Image boundary labeling items
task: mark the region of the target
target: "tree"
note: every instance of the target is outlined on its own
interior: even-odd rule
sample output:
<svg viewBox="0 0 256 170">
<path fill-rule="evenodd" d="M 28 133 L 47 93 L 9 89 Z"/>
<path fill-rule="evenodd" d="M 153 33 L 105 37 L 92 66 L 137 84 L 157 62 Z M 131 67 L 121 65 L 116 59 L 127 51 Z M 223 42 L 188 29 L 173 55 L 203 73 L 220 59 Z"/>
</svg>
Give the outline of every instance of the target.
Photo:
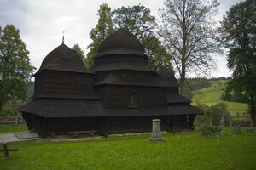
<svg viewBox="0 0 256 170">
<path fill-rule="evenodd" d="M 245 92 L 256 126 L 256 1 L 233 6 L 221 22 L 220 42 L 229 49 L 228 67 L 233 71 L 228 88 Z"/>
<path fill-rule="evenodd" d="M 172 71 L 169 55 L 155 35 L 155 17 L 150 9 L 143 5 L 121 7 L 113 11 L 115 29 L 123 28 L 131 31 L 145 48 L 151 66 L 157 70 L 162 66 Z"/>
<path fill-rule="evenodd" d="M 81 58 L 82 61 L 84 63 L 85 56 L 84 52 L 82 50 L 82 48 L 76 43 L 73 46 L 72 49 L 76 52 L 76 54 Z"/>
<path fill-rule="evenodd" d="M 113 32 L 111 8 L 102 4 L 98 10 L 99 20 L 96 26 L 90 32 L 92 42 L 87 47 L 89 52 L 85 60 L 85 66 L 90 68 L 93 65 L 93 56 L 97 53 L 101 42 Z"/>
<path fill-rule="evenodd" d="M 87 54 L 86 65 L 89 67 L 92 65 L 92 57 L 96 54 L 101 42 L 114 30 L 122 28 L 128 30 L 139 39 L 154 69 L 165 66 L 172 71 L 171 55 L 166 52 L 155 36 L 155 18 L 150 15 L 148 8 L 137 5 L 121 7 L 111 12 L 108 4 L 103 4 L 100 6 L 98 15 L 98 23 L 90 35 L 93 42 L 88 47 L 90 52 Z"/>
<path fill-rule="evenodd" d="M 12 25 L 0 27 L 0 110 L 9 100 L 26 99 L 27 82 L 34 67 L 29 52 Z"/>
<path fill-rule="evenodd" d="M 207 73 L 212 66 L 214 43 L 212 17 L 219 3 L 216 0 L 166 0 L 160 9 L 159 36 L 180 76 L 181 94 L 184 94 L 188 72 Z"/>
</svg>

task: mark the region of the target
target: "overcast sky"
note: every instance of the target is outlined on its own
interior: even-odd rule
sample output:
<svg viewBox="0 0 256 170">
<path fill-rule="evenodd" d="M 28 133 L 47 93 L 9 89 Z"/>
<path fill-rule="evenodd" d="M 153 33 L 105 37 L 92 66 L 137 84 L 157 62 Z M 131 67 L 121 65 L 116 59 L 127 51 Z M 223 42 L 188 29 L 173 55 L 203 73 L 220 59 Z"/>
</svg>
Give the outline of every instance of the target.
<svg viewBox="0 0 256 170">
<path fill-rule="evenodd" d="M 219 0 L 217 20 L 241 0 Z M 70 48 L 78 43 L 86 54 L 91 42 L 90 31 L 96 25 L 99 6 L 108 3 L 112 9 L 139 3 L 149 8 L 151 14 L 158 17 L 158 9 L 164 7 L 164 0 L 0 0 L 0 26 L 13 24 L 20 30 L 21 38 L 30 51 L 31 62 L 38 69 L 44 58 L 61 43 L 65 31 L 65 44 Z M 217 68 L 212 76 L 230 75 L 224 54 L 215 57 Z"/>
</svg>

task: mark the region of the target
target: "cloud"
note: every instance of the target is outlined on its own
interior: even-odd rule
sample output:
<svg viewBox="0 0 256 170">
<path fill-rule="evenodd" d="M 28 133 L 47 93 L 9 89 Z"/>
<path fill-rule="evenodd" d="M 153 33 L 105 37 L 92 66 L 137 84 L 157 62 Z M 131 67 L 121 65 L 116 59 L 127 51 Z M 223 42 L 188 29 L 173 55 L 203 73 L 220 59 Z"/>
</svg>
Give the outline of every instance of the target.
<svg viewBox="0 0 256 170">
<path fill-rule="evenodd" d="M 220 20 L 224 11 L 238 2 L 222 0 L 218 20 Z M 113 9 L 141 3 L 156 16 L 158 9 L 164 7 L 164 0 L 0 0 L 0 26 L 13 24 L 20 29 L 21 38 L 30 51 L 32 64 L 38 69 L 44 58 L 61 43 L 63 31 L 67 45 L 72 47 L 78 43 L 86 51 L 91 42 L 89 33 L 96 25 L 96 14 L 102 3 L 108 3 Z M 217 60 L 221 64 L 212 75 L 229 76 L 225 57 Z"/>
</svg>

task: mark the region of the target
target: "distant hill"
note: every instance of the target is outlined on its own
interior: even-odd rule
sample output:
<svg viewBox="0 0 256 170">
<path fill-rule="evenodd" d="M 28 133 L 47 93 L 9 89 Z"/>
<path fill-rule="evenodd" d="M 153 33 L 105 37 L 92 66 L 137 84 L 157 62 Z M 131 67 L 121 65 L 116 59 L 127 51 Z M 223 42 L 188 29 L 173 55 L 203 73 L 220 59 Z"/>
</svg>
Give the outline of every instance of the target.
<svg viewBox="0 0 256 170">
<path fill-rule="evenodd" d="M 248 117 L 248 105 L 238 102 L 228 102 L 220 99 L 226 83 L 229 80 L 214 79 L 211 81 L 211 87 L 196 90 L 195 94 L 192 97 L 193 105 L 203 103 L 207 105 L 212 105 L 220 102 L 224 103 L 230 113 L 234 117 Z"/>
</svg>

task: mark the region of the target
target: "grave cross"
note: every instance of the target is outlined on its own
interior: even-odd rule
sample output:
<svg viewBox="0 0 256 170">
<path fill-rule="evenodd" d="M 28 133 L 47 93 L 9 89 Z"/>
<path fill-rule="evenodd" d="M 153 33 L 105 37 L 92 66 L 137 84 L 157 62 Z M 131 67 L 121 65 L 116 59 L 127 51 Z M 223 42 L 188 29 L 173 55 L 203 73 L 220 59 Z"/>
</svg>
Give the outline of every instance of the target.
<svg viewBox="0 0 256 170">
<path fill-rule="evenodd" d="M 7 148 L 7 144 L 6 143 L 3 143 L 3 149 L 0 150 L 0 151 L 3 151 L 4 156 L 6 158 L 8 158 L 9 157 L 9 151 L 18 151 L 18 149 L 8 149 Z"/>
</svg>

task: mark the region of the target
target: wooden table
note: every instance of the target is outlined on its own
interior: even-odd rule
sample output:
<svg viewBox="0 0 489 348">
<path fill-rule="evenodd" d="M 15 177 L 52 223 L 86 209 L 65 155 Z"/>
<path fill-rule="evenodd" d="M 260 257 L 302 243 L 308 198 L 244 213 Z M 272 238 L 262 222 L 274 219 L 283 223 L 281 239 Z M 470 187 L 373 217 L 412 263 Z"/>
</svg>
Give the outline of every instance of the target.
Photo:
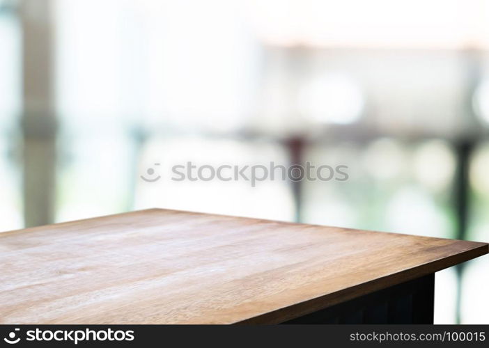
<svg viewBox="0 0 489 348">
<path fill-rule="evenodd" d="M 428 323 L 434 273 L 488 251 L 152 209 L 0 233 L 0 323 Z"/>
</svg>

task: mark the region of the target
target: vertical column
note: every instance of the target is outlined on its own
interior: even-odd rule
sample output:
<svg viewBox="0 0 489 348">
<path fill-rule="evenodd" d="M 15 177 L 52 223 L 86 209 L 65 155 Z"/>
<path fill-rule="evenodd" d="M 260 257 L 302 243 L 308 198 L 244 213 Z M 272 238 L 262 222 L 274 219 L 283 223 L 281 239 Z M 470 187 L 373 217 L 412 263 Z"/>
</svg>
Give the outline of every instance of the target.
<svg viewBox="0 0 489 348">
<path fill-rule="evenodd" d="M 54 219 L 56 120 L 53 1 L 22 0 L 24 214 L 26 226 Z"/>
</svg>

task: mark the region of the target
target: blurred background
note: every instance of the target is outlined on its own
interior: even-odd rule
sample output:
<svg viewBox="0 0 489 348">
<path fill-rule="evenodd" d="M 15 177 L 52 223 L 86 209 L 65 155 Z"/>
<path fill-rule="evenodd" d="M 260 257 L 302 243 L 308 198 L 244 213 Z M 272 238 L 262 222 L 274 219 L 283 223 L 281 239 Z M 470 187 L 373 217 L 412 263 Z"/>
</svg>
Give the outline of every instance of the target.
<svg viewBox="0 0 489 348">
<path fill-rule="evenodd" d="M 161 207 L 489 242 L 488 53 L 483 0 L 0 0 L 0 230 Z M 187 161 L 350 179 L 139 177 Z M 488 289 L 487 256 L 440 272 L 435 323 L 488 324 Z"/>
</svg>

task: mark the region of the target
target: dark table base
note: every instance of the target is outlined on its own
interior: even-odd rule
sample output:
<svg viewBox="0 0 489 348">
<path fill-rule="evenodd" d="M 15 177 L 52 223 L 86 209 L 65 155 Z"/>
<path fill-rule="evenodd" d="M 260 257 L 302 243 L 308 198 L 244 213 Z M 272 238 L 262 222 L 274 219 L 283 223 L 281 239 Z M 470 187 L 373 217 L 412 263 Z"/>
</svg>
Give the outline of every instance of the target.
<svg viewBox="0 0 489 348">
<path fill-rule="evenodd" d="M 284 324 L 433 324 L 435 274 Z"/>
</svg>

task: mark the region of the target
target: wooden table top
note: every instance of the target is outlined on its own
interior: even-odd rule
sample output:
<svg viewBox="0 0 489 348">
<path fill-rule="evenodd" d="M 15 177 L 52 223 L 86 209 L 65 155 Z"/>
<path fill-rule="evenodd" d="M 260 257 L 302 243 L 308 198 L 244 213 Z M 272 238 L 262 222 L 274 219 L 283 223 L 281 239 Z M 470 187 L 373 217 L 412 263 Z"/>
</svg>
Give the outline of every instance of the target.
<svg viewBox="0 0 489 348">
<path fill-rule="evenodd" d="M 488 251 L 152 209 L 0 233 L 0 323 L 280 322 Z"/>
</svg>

> DIRECTION:
Rewrite the part of the items that opens at the very start and closes with the line containing "96 54 L 101", keeping the requests as they are but shifting every number in the answer outlines, both the viewBox values and the point coordinates, up by 123. Leave the pictures out of your version.

> RESULT:
task: mark the region of the target
target: "tree"
note: every instance of the target is outlined on its own
interior: even-odd rule
sample output:
<svg viewBox="0 0 256 170">
<path fill-rule="evenodd" d="M 28 133 L 47 93 L 9 89 Z"/>
<path fill-rule="evenodd" d="M 153 33 L 105 37 L 92 66 L 137 84 L 157 62 Z M 131 67 L 121 65 L 116 59 L 127 51 Z M 223 42 L 188 29 L 173 55 L 203 73 L 220 59 Z"/>
</svg>
Give the outline of every instance of the target.
Photo:
<svg viewBox="123 123 379 293">
<path fill-rule="evenodd" d="M 368 215 L 379 249 L 379 124 L 356 129 L 344 145 L 343 165 L 352 172 L 351 190 L 356 194 L 351 211 Z"/>
<path fill-rule="evenodd" d="M 295 194 L 292 178 L 278 158 L 278 140 L 273 132 L 266 128 L 244 130 L 236 134 L 238 152 L 246 151 L 254 154 L 268 171 L 274 189 L 280 193 L 285 189 Z"/>
<path fill-rule="evenodd" d="M 204 181 L 205 184 L 207 186 L 208 179 L 207 175 L 205 173 L 205 171 L 199 166 L 196 169 L 195 172 L 199 175 L 199 177 Z"/>
<path fill-rule="evenodd" d="M 236 155 L 234 131 L 225 127 L 221 133 L 222 143 L 219 149 L 213 155 L 215 165 L 210 170 L 212 175 L 208 183 L 208 189 L 213 191 L 216 188 L 216 179 L 220 176 L 224 165 Z"/>
<path fill-rule="evenodd" d="M 210 177 L 209 188 L 212 190 L 215 188 L 215 180 L 219 177 L 224 165 L 237 153 L 245 151 L 251 153 L 262 162 L 277 192 L 288 189 L 295 194 L 294 178 L 289 175 L 278 159 L 278 141 L 273 138 L 271 131 L 260 128 L 244 130 L 234 135 L 231 127 L 226 127 L 223 129 L 221 138 L 221 146 L 213 158 L 216 165 L 211 170 L 213 175 Z"/>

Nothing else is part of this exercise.